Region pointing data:
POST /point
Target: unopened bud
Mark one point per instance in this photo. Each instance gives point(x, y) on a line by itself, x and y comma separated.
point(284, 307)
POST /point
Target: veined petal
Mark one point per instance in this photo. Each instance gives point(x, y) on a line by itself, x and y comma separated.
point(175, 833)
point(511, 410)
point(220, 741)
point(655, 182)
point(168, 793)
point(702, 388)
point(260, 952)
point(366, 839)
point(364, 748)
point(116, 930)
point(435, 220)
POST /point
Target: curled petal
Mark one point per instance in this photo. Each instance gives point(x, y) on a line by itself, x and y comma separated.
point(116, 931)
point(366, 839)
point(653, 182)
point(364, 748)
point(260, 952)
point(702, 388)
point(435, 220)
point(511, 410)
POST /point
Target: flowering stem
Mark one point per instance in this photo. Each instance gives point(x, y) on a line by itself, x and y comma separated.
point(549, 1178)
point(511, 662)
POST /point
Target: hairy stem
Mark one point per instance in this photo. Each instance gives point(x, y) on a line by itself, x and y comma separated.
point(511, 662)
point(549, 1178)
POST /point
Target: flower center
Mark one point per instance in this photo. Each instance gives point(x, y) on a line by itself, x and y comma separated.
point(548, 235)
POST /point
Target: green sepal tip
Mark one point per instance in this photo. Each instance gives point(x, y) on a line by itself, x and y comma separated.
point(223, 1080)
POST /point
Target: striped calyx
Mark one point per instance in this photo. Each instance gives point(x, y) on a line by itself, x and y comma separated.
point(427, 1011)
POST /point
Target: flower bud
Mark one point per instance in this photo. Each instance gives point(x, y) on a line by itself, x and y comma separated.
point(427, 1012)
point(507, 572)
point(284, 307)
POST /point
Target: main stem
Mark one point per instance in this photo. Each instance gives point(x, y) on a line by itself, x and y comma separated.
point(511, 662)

WHAT YOU ARE ASKED TO DO: Every record must be transcribed precisely, down to the last character.

WRITTEN ANSWER:
POST /point
Target: unopened bud
Mark one point per instance in this photo. Each instance gives point(x, y) on a line by itself, x and y comma separated.
point(284, 307)
POST /point
Target: veined petal
Mark one point per instance in this photo. Each instance gives point(x, y) on a line by itself, x and y comma separated.
point(175, 833)
point(511, 410)
point(220, 741)
point(655, 182)
point(168, 793)
point(702, 388)
point(260, 952)
point(366, 839)
point(364, 748)
point(116, 930)
point(435, 220)
POST /point
Target: curled petal
Mark one point per instance in this photo. Each instance gives point(x, y) on a line by itself, x and y comma separated.
point(116, 931)
point(366, 839)
point(653, 182)
point(364, 748)
point(260, 952)
point(702, 388)
point(435, 220)
point(511, 410)
POST /point
Target: flowering stem
Mark one point per instance in this photo. Each instance gives point(x, y) on a line by itself, x and y comma separated.
point(549, 1178)
point(511, 662)
POST /point
Target: hairy stem
Mark one point per instance in this photo. Each instance gives point(x, y) on a line by itself, x and y comma separated.
point(511, 662)
point(549, 1178)
POST /point
Target: flower center
Mark one point per instance in this photo. Each instance gives point(x, y) on a line by itself, x and y comma separated.
point(548, 235)
POST /point
Target: green sepal tip
Mark one point per instance in this photo. Each instance gives point(x, y) on a line by itself, x and y comma separated.
point(223, 1080)
POST /point
Target: striped calyx
Mark one point per instance in this photo. Each instance gives point(x, y) on a line by itself, x and y comma separated.
point(427, 1011)
POST /point
Target: flower bud
Mark one point per instance in this photo. Each instance gives point(x, y) on a line by itself, x and y comma separated.
point(427, 1012)
point(507, 572)
point(284, 307)
POST /point
Target: main stem
Mark one point per instance in this photo. Each instance gives point(x, y) on a line by itself, x and y comma separated.
point(511, 662)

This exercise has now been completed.